Stated task: Reproduce only the stretch of the data from the line containing "trace: double-hung window" through the line containing "POLYGON ((147 38, 147", changing "double-hung window" to "sash window" and leaving everything else unchanged.

Record set:
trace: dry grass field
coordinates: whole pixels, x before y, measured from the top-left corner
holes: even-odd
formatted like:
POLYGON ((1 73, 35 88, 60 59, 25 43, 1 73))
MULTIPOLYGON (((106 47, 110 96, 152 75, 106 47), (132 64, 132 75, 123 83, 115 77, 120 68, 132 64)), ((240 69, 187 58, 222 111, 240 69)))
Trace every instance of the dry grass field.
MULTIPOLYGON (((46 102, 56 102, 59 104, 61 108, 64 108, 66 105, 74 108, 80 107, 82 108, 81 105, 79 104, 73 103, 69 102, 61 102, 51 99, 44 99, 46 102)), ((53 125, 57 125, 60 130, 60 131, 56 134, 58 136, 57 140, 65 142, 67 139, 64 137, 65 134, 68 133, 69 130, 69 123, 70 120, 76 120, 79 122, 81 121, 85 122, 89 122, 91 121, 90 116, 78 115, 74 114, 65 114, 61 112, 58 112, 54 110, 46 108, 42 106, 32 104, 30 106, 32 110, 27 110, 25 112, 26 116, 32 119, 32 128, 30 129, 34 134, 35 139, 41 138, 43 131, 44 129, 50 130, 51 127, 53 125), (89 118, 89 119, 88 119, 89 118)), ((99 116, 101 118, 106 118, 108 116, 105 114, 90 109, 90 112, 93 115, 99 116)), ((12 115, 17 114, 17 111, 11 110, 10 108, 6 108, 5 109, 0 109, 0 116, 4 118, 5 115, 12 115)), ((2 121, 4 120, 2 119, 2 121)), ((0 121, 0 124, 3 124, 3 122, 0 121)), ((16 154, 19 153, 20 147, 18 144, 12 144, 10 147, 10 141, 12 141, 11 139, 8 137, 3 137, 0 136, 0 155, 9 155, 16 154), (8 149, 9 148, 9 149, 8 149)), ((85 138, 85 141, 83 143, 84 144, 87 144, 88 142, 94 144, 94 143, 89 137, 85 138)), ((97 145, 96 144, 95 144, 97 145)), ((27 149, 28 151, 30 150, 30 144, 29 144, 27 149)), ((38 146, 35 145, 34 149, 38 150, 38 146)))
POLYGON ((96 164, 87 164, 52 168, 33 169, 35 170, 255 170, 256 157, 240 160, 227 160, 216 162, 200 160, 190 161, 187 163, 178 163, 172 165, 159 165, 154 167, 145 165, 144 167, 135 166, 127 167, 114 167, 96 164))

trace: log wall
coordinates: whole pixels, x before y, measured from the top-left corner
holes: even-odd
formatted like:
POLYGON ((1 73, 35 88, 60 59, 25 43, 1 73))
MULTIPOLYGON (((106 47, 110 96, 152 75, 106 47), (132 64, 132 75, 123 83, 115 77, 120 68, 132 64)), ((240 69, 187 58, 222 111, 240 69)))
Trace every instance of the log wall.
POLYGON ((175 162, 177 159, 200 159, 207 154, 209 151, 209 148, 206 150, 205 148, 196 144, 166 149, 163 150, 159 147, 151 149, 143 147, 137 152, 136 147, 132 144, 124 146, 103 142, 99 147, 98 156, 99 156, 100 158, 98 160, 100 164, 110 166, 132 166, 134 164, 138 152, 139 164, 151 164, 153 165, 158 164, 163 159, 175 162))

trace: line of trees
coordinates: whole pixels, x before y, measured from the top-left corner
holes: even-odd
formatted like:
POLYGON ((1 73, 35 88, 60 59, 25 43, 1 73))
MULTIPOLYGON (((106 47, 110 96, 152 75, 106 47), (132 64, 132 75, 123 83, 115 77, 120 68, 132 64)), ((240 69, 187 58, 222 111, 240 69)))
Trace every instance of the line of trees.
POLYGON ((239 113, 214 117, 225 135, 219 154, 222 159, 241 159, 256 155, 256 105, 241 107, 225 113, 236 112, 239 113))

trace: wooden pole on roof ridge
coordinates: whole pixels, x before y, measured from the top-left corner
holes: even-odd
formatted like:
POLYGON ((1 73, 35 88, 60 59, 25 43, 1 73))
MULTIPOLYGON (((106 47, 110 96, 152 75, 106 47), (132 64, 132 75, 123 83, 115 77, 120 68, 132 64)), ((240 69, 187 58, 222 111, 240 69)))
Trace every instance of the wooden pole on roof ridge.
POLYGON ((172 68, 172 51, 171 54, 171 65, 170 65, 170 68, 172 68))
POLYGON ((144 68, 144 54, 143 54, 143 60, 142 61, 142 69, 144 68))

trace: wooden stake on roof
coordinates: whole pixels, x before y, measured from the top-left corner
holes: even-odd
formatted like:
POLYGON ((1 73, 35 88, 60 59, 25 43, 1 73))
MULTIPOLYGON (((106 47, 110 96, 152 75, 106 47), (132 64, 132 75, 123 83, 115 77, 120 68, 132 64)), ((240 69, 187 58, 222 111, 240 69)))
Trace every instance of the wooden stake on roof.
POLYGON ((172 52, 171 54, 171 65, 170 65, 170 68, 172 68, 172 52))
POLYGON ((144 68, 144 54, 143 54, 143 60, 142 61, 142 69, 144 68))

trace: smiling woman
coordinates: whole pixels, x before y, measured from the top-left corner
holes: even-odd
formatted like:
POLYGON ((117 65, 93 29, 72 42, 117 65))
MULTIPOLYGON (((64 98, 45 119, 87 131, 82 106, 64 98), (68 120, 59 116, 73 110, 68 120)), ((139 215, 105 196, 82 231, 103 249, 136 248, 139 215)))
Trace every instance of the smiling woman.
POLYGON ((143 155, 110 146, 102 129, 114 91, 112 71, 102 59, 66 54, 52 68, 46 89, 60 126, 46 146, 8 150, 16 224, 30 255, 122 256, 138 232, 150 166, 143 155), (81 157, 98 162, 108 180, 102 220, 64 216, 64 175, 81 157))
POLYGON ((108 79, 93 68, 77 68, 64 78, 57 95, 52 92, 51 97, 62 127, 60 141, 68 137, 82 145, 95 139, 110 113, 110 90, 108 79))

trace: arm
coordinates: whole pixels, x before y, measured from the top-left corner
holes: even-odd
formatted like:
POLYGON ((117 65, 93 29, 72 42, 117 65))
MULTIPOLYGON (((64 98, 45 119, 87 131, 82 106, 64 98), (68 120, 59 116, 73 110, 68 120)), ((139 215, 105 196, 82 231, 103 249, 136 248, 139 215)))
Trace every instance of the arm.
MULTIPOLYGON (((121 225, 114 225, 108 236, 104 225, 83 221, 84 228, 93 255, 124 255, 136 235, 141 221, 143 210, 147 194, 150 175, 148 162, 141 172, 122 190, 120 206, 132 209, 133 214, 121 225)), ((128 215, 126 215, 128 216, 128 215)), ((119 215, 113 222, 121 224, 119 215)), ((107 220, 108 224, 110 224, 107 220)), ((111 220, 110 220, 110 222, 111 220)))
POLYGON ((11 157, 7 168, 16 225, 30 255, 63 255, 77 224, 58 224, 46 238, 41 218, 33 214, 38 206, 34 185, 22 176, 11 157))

* * *

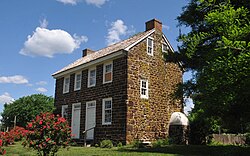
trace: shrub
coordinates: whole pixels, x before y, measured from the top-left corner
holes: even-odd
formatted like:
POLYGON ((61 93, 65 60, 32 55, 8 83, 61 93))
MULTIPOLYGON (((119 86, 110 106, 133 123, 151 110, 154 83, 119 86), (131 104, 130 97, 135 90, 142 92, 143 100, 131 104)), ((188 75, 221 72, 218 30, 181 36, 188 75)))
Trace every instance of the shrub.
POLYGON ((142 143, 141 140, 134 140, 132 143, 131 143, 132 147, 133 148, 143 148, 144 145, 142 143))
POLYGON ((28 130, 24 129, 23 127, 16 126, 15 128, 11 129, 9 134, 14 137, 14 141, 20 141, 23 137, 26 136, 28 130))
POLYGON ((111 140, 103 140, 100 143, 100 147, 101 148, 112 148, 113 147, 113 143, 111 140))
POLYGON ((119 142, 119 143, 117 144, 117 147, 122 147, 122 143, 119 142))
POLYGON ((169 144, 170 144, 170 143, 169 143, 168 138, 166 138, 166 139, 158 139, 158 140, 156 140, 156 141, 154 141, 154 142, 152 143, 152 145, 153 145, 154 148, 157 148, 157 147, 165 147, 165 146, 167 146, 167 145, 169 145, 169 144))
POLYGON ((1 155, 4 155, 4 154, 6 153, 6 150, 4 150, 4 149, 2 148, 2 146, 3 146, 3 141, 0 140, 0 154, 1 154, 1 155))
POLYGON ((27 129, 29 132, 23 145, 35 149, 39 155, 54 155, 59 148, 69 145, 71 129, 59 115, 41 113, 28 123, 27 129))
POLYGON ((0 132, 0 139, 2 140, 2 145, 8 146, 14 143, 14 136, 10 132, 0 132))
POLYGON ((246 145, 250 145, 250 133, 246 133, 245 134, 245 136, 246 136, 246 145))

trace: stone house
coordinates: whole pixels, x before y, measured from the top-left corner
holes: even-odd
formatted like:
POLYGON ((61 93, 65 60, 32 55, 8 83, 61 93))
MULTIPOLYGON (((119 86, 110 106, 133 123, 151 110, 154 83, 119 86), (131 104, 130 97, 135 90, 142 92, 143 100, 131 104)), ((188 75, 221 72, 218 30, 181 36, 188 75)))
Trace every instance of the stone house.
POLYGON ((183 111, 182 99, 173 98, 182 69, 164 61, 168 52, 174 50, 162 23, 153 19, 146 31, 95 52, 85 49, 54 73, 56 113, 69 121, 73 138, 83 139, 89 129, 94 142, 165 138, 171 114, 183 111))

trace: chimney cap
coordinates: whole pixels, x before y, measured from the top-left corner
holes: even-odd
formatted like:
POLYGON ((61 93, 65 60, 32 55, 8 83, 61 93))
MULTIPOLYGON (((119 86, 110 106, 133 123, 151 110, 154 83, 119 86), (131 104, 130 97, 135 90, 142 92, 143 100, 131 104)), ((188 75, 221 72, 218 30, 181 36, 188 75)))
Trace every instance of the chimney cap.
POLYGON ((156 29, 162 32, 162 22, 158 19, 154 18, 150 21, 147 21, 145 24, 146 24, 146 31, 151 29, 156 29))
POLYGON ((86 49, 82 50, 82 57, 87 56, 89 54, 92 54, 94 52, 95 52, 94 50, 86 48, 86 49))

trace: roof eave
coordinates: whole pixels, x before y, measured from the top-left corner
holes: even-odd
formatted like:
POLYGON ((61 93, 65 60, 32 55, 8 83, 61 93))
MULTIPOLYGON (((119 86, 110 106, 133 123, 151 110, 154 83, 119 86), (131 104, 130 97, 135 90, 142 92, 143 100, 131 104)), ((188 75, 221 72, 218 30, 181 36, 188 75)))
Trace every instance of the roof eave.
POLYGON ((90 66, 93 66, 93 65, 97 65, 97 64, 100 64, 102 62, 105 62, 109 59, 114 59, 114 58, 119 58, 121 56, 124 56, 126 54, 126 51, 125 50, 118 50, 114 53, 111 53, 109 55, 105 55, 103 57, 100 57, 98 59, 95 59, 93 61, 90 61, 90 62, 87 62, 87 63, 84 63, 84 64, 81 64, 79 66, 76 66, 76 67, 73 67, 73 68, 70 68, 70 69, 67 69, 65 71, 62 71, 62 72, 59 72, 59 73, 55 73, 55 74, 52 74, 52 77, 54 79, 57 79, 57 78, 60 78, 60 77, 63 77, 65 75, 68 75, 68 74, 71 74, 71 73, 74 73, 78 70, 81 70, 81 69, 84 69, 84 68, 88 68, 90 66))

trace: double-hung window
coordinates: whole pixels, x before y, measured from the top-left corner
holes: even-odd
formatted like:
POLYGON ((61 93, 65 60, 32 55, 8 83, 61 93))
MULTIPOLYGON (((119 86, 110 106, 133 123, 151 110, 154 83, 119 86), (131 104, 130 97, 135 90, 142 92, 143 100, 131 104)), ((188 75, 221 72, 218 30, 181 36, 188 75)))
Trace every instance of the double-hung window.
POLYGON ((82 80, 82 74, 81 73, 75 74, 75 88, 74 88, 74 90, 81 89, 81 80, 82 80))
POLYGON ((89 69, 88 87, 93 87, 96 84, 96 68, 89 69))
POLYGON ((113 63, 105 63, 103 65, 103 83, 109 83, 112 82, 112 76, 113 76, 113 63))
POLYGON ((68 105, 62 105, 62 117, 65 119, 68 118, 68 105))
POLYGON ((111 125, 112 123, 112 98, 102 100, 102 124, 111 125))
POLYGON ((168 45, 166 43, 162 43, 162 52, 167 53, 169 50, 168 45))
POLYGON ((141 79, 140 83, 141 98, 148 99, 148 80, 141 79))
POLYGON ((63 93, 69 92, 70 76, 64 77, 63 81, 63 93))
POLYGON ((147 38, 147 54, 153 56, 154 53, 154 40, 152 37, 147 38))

Written reply:
trace: sash window
coordinates: whole pixels, x before y, measured from the top-left corner
holes: even-odd
formatted like:
POLYGON ((61 93, 65 60, 32 55, 8 83, 61 93))
MULTIPOLYGON (((119 86, 110 106, 133 123, 151 110, 154 83, 119 86), (131 104, 130 97, 135 90, 142 92, 143 100, 131 104)), ((188 75, 221 72, 218 30, 181 36, 188 75)))
Trace every instance of the sash window.
POLYGON ((82 80, 82 74, 81 73, 75 74, 75 88, 74 88, 74 90, 81 89, 81 80, 82 80))
POLYGON ((89 69, 88 87, 93 87, 96 84, 96 68, 89 69))
POLYGON ((113 63, 105 63, 103 65, 103 83, 109 83, 112 82, 112 76, 113 76, 113 63))
POLYGON ((68 105, 62 105, 62 117, 65 119, 68 118, 68 105))
POLYGON ((111 125, 112 123, 112 98, 102 100, 102 124, 111 125))
POLYGON ((168 45, 166 43, 162 43, 162 52, 167 53, 169 50, 168 45))
POLYGON ((141 79, 140 83, 141 98, 148 99, 148 80, 141 79))
POLYGON ((63 93, 69 92, 70 76, 64 77, 63 81, 63 93))
POLYGON ((147 38, 147 54, 153 56, 154 53, 154 40, 152 37, 147 38))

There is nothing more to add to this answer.